Если произведение органично как в своем творческом становлении, так и в конечном результате, то заведомо противопоказано давление со стороны. Эстетика защищала и искусство от утилитаризма, сервилизма, диктата власть имущих. В таком духе было воспринято в западноевропейском и русском эстетическом сознании положение Канта о целесообразности без цели как об особом «третьем моменте» суждения вкуса («Критика способности суждения», ч. 1, кн. 1). Но положение о целесообразности без цели защищало искусство не только, так сказать, с социальной, но и с художественной стороны. Защищало от господствующих художественных авторитетов и образцов. Еще в 1836 г. Белинский оспорил мысль Шевырева, что русская критика должна с помощью науки сдерживать и регулировать развитие искусства. Белинский настаивал на другом соотношении: вначале искусство, потом наука (и критика). «Вдохновению не нужна наука, оно ученее науки, оно никогда не ошибается». И, апеллируя к положению Канта, критик провозглашает полную суверенность искусства: «Основной закон творчества, что оно сообразно с целью без цели, бессознательно с сознанием, опровергает все теории и системы, кроме той, которая основана на нем, выведенная из законов человеческого духа и вековых опытов над произведениями искусства» («О критике и литературных мнениях „Московского наблюдателя“»). Белинский озабочен одним: отвести от развивающейся литературы строгую ферулу критики, максимально высвободить ее внутренние силы.

ДАННЫЕ:

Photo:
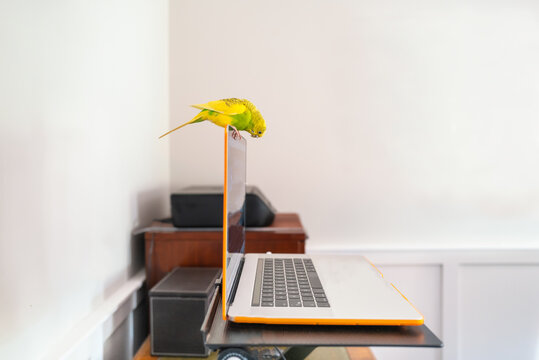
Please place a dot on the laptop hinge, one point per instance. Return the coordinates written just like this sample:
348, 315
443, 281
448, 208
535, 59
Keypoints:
236, 281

ЗАДАНИЯ:
- a) Приведите все записи заново, заменив в них «laptop hinge» на «laptop lid» и ничего больше не меняя. Изображения в ответ не включайте.
- b) Допишите отрывок о Белинском и кантовском положении о целесообразности без цели, начав сразу после его последнего предложения.
Отрывок и записи взяты из разных, не связанных между собой источников.

ОТВЕТЫ ПО ПОРЯДКУ:
- a)
Photo:
Please place a dot on the laptop lid, one point per instance. Return the coordinates written just like this sample:
348, 315
443, 281
448, 208
535, 59
Keypoints:
236, 281

- b)
В этих усилиях Белинский был последовательнее других русских критиков, например Надеждина. Закладывая основы русской философской эстетики, в частности, опираясь на кантовское положение о целесообразности без цели, Надеждин в то же время заимствовал из теории классицизма идею художественного образца — в том числе образца античного. По Надеждину, художник творит свободно, подчиняясь «законам миродержавного промысла», но извлекает эти законы «из критических наблюдений над бессмертными творениями великих гениев»: «Гомеров и Софоклов, Виргилиев и Горациев, Дантов и Тассов, Корнелей и Расинов, Клопштоков и Шиллеров». По Белинскому же, авторитарность ведет «к современной погибели и уничижению искусства»: «люди хотели создать идеал искусства по бессмертным образцам, завещанным древностью, а не вывести из своего духа» («Опыт системы нравственной философии», 1836). По Надеждину, «дух» дает современному художнику правила, открываемые в предшествующих образцах; по Белинскому (в согласии с Кантом), современный художник носит этот «дух» в самом себе: законы открывают себя через его деятельность, не нуждаясь в образцах, больше того — создавая новые образцы (но которые также подлежат отмене новым, будущим гением).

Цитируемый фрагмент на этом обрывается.